Please reproduce the records below word for word, keeping every line in its original order.

Saved data records:

##########

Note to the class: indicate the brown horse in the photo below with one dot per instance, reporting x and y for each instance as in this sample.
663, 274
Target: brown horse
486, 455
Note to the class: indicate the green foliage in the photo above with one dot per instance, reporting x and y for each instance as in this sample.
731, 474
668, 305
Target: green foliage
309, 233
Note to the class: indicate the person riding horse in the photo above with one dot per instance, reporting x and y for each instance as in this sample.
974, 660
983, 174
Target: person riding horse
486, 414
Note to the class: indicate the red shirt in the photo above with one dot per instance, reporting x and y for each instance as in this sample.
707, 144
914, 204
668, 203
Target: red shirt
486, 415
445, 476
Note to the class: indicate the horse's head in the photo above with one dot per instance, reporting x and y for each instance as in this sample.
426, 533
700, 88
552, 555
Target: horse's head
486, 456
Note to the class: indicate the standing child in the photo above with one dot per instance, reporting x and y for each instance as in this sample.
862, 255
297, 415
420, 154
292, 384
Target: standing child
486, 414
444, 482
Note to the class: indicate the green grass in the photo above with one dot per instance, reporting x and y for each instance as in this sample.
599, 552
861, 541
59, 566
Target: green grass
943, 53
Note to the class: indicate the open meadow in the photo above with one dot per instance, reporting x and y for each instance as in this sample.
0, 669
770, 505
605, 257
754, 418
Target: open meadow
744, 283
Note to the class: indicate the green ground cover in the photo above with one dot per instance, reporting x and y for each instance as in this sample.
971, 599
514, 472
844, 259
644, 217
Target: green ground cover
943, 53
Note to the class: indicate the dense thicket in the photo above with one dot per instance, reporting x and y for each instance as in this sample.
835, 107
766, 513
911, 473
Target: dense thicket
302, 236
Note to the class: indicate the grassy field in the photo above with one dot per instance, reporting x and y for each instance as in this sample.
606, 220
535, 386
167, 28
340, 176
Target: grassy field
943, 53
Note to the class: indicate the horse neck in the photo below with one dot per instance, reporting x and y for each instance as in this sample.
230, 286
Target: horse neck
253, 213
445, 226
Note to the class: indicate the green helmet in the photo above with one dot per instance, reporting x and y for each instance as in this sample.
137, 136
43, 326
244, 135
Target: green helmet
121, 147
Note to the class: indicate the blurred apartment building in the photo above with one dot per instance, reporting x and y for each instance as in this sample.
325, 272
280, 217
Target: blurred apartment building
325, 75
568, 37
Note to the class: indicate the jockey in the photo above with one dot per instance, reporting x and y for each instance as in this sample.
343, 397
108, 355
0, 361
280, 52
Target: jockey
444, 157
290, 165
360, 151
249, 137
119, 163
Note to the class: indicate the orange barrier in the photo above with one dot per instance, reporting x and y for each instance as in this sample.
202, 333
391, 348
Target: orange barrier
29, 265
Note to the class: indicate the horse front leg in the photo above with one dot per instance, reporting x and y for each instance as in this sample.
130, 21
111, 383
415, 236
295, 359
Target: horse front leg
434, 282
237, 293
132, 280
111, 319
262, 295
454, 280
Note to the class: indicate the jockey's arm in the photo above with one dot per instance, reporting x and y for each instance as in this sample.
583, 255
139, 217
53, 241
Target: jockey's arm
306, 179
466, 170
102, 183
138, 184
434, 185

##########

◆ EXERCISE RESULT:
Note to the class: indicate the brown horse in the photo below with one dot per instance, reporting x and y for each instance as in this sample.
663, 274
Target: brown horse
486, 455
Note to the class: indicate the green foliage in the photo above with one dot per instance, reporting x and y for each instance as in this sample.
731, 474
668, 305
Target: green foliage
309, 233
Note to the class: indicate the person riding horse in the photo above with one dot per instance, reporting x and y for each instance as in this sample.
974, 660
983, 174
Target: person riding horse
486, 414
Note to the class: indicate the red shirt in the photo above with one dot per instance, reporting x and y for each instance as in this sample.
707, 144
914, 204
668, 203
Target: red shirt
486, 415
445, 476
Note to the class: indicate the horse's head in the photo above with one dot per instance, reporting x and y for each instance as in this sample.
426, 533
700, 88
552, 555
Target: horse's head
486, 456
Note to the class: indicate the standing child in the photo above with one dot per instance, reporting x and y for each instance as in this sample.
862, 255
297, 415
420, 154
292, 384
Target: standing child
486, 414
444, 482
Note to the class: indicate the green grass in the photo above with one dot per instance, reporting x and y for each instance as in this sample.
599, 552
861, 541
59, 566
Target: green grass
943, 53
Note to the class: indicate the open meadow in the photo above with one dot per instance, reporting x and y for each instance as in this sample.
0, 669
770, 505
605, 257
754, 418
Target: open meadow
744, 283
Note to the class: indicate the green ground cover in the photo above with one dot per instance, reporting x and y for each instance as in this sample.
971, 599
514, 472
844, 259
644, 217
Target: green ground cover
943, 53
Note to the class: indicate the dense thicket in the photo above with one dot per instance, reporting x and y for each instance as in this sample.
835, 107
766, 513
911, 473
Target: dense thicket
302, 236
Note to the class: indicate the grassy field in the photo above with one dot per instance, reporting x and y for each instance as in this sample.
606, 220
535, 386
167, 28
340, 176
Target: grassy field
943, 53
Note to the class: indicate the horse neck in the photo below with one dot per instance, reporting x and y for each instance as in this sample.
230, 286
Target: horse neck
253, 213
445, 226
Note to the class: indicate the green helmet in the photo above with one dot per instance, reporting x and y for each instance as in this sample.
137, 136
43, 326
244, 135
Target: green helmet
121, 147
Note to the class: indicate the blurred apartment building in the photo above with one dot per instance, reporting x and y for each instance as in this sample.
325, 272
280, 217
Target: blurred apartment building
325, 75
568, 37
Note to the class: indicate the jockey in the photo above with one dot per instance, reporting x and y for each instance as in this sample.
343, 397
108, 355
0, 361
280, 52
Target: jockey
444, 157
290, 165
360, 151
249, 137
119, 163
Note to the class: indicate the orange barrier in the photo above with one dot per instance, reporting x and y for each instance as in this sample.
202, 333
391, 348
Target: orange barrier
29, 265
Note to the class: indicate the horse front leg in the photo above with one dot per instance, reporting x and y for each instance as in this sample.
130, 21
111, 383
415, 236
295, 359
Target: horse front leg
434, 282
237, 293
132, 280
111, 319
262, 295
454, 280
Note to the class: indicate the jockey's arm in the photo above with one dot per instance, reporting x and y for each instance as in this sample.
583, 255
139, 217
53, 241
Target: jockey's arm
306, 179
466, 170
102, 183
138, 184
434, 185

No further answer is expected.